--- TO DO ---
Lay out each line below as a row in a Markdown table, with a "Row" column for the row number and a "Line" column for the line itself. Leave out any blank lines.

--- EXTRACTED MATERIAL ---
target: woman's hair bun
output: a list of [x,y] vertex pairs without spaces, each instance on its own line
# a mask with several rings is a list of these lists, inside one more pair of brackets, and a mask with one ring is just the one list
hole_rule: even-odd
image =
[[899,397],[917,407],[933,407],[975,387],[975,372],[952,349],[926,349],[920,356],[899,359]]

--- THE SOLUTION ---
| Row | Line |
|---|---|
| 1 | target: woman's hair bun |
| 2 | output: a list of [x,y] vertex pairs without spaces, each instance on its own line |
| 3 | # a mask with several rings is a list of these lists, inside one more pair of brackets, and a mask with one ring is just the one list |
| 4 | hole_rule: even-odd |
| 5 | image = |
| 6 | [[899,397],[917,407],[933,407],[975,387],[975,372],[952,349],[926,349],[920,356],[899,359]] |